>> start MATERIAL TO PROCESS
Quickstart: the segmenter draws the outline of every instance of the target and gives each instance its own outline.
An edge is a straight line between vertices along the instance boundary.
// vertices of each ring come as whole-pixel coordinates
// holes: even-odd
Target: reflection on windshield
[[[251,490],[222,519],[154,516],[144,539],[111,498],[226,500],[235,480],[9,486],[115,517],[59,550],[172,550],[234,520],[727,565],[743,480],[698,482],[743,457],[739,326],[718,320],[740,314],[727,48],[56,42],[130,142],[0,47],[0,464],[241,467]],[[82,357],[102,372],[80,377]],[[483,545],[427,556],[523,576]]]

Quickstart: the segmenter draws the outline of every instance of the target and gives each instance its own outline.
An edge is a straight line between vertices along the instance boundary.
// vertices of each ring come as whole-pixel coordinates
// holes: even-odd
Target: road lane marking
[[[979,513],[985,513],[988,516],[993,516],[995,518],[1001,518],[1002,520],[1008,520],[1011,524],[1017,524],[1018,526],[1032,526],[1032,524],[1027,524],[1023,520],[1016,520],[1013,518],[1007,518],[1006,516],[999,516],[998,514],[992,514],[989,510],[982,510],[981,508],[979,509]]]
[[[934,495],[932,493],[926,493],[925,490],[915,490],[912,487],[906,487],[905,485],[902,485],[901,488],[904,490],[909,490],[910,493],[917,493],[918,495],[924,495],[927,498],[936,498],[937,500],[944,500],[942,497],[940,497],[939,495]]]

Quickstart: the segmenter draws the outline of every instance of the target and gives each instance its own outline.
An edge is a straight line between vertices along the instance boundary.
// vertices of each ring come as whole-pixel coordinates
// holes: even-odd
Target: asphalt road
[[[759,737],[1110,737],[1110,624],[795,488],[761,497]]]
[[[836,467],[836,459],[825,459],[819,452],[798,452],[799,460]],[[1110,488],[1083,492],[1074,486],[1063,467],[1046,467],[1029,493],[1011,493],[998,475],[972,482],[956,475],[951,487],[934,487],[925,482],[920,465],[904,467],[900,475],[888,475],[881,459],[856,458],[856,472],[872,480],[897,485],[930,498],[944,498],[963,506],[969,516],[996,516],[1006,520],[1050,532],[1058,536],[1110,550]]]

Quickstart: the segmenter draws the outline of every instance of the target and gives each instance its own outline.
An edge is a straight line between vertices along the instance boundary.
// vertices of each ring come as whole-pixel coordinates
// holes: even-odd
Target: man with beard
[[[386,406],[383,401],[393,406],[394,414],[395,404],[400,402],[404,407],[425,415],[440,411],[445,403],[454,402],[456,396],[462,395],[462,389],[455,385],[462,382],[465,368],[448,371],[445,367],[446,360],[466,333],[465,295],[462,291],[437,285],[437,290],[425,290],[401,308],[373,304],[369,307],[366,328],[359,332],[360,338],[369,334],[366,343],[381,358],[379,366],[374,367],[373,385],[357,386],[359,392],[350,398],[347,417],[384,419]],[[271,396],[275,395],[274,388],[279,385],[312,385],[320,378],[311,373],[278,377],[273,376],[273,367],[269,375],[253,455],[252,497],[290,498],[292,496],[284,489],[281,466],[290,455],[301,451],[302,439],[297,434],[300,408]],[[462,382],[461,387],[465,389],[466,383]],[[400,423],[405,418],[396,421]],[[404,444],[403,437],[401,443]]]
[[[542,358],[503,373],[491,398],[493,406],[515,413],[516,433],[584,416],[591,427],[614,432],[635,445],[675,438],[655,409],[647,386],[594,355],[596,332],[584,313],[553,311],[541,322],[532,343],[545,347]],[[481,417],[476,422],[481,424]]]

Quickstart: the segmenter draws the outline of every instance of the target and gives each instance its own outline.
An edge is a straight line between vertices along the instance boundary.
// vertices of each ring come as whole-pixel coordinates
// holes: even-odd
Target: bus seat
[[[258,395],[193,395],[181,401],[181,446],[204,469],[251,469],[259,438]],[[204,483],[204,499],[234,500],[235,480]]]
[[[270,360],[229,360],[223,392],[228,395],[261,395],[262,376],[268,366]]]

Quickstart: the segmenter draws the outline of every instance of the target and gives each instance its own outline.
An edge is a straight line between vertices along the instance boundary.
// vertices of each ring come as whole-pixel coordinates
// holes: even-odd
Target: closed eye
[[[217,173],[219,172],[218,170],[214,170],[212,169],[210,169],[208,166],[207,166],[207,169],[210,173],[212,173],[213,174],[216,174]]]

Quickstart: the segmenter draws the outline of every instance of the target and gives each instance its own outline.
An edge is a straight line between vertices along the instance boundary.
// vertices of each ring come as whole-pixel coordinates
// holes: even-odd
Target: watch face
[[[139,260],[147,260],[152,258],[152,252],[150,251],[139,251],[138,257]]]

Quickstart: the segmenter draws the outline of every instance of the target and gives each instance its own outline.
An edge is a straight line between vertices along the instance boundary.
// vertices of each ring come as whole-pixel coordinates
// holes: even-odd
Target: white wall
>> end MATERIAL TO PROCESS
TASK: Return each line of the entries above that contains the word "road".

ANSWER TO THE EXERCISE:
Target: road lane marking
Target: asphalt road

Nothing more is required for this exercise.